====== EXERCISE MATERIALS ======

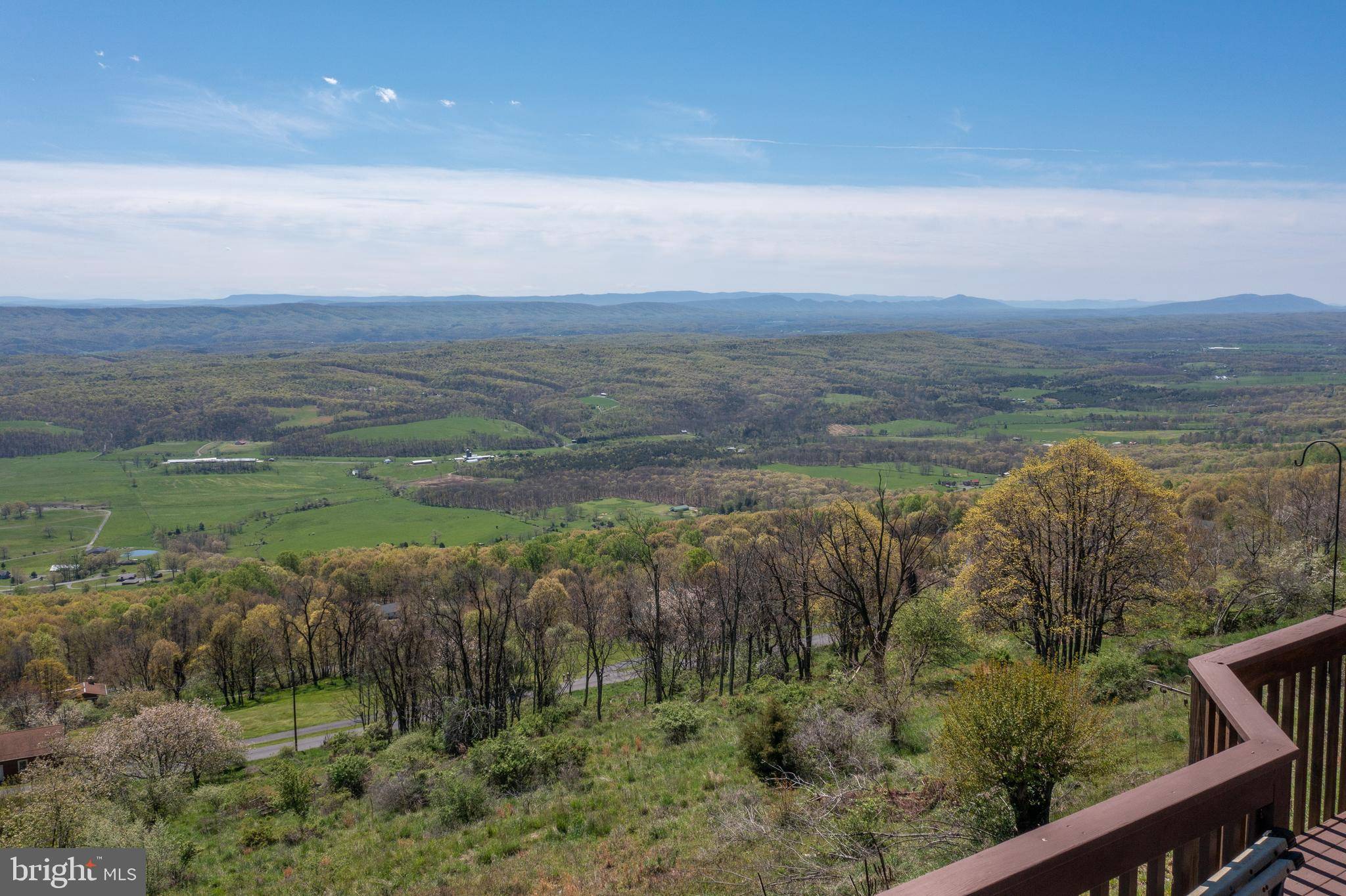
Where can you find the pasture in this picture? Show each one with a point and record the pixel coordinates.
(893, 475)
(367, 521)
(440, 428)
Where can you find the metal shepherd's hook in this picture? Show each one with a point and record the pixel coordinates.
(1337, 520)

======

TASK DETAILS: Reproduce all of the data above line for line, without including the pictures.

ANSWER TO THE EXERCISE:
Where can you find the pasture in this picture? Show each one with a point and record the pixel coordinates.
(893, 475)
(367, 521)
(440, 428)
Where can you find the metal shepherd's hook in this picture? Show each one with a point and record the pixel coordinates.
(1337, 520)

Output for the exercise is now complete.